* **Exercise goal**
Wherever "below" appears in a line of the listing, that line should be returned.

* **Source material**

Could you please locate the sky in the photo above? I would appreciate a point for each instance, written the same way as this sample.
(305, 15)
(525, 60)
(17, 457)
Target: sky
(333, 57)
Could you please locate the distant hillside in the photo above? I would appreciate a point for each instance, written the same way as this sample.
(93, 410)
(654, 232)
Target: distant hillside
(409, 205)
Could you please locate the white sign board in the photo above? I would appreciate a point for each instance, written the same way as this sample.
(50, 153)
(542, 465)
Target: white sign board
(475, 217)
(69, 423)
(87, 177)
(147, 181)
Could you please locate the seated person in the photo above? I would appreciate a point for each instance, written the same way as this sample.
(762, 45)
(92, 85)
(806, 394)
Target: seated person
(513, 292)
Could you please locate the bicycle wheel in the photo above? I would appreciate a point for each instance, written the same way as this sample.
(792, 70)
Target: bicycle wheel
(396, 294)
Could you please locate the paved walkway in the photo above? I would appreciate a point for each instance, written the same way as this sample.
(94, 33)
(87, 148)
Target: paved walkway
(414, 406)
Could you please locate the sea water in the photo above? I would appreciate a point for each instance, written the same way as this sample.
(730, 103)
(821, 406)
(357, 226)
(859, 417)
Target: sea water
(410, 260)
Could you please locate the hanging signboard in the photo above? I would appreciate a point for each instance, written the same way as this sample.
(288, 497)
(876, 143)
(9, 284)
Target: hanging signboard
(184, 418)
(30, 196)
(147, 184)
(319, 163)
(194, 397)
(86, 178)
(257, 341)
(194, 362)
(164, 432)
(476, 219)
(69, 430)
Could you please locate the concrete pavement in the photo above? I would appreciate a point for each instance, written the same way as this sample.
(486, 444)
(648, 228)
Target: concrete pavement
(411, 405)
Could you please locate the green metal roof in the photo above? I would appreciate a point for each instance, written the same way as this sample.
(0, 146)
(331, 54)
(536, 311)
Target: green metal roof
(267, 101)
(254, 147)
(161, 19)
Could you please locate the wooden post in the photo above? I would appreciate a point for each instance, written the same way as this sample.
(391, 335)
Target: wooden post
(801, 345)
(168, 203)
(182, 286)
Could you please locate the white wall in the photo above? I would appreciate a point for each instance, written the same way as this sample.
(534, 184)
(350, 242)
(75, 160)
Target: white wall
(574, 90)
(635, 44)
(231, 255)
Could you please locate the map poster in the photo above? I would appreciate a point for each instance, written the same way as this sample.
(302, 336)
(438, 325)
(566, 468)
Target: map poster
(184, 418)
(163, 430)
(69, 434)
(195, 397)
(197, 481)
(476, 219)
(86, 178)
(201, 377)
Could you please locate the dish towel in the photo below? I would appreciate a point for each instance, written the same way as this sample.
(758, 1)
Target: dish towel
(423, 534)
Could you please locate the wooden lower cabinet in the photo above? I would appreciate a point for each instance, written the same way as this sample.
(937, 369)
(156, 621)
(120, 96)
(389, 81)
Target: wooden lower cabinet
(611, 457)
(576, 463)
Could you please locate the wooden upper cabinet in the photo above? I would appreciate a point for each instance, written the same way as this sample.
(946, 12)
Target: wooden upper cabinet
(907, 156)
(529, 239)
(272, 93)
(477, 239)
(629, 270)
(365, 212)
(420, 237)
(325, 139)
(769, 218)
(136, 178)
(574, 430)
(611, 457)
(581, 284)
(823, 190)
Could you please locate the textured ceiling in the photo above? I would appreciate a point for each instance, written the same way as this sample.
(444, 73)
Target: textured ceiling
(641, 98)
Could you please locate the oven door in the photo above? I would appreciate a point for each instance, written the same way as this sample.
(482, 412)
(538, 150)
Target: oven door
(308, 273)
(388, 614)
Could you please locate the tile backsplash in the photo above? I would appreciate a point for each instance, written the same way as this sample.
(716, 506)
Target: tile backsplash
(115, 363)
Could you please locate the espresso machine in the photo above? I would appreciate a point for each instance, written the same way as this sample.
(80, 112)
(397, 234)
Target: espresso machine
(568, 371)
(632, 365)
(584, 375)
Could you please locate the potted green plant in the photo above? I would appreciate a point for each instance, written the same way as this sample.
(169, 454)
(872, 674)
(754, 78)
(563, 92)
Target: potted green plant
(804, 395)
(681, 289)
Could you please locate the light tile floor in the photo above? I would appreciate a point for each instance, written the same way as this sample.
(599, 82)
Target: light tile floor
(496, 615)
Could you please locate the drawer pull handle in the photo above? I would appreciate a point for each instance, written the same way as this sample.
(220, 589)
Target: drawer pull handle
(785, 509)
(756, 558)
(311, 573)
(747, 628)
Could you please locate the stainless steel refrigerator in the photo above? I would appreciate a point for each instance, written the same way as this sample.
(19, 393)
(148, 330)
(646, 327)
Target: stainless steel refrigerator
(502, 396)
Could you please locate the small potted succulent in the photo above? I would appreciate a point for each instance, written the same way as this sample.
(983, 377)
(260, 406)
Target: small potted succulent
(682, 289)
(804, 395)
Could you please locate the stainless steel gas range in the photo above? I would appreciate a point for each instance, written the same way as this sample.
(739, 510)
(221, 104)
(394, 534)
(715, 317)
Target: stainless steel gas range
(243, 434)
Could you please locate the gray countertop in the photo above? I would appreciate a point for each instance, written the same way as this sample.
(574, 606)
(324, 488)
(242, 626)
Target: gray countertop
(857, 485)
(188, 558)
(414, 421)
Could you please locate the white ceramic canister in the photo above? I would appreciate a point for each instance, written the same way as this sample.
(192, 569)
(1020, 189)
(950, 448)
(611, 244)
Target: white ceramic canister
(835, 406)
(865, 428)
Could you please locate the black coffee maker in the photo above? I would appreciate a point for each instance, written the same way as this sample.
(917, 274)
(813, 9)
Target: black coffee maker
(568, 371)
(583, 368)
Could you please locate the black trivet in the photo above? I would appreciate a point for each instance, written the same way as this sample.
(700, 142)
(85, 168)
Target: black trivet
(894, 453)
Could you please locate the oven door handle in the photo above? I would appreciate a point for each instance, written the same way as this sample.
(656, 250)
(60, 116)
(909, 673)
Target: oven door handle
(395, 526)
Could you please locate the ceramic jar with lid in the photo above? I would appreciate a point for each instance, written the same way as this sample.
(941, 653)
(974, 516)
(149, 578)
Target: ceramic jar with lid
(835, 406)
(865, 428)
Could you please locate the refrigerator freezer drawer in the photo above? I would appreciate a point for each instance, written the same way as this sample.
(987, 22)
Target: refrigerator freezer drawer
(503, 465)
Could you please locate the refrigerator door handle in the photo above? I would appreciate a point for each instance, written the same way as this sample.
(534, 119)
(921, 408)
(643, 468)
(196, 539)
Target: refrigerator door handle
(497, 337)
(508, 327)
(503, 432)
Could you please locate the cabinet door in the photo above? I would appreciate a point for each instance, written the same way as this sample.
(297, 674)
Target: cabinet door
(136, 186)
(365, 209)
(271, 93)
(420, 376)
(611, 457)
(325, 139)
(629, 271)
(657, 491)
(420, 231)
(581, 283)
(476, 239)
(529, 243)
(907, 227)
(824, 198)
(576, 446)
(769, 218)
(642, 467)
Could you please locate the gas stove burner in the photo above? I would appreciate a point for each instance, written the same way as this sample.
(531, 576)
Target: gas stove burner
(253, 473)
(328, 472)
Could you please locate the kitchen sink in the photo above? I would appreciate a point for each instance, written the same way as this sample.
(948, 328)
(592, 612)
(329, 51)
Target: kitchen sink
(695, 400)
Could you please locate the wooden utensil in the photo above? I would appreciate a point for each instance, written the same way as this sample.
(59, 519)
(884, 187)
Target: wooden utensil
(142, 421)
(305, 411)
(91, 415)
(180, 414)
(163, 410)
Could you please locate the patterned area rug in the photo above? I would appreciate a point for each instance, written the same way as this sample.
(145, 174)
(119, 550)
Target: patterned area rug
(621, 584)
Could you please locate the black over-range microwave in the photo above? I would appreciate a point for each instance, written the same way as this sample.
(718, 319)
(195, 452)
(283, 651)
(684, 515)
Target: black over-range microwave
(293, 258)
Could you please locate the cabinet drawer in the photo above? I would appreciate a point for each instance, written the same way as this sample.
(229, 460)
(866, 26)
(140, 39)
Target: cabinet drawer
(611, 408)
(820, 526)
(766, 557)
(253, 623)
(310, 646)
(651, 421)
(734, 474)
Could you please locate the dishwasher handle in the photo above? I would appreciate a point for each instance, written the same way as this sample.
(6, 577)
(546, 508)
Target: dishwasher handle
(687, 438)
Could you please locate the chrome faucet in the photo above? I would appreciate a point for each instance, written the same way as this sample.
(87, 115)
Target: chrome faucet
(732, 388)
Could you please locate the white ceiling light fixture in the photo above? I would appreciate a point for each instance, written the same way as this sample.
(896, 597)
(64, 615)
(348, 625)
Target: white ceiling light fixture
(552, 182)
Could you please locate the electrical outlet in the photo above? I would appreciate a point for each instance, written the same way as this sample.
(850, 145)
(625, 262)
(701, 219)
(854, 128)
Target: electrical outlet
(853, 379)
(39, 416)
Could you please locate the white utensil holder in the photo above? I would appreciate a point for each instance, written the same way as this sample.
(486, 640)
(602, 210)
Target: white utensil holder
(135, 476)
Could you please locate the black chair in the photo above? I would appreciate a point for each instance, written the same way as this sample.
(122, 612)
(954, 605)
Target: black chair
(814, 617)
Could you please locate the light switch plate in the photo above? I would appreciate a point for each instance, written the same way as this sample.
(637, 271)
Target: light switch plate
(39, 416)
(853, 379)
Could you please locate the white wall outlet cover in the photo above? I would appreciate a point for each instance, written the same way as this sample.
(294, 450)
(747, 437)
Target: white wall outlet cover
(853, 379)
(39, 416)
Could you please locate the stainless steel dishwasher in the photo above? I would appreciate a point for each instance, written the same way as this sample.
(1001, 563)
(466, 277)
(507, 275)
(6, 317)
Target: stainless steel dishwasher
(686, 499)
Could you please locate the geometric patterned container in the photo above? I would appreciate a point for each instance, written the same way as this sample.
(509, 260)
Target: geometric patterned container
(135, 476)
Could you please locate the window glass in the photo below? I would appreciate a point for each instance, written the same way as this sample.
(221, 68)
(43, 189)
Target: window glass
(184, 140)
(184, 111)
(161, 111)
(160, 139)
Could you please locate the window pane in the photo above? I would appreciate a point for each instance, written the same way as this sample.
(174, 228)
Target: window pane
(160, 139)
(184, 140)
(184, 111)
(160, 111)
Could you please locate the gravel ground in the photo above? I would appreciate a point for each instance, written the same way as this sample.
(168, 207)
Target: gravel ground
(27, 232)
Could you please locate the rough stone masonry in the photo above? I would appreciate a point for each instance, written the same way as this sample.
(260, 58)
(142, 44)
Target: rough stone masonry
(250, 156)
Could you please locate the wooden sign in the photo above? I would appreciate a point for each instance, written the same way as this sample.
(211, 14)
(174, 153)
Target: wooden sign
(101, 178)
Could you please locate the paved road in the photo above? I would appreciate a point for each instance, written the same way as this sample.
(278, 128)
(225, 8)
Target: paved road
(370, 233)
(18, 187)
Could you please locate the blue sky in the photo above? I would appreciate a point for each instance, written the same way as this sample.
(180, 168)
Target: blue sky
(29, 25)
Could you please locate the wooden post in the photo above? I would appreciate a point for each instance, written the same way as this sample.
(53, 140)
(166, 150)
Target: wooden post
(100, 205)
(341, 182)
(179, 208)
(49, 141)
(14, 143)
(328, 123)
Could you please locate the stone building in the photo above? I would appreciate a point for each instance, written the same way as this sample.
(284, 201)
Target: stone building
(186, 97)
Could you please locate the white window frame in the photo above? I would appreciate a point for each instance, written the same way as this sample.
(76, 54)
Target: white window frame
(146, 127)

* **Task result**
Could you please locate the dish towel in the photo below? I would appreciate a point for each instance, written the same way as this sample.
Could you please locate the window glass in the photo below? I would appreciate a point for each instance, written the same way as this sample.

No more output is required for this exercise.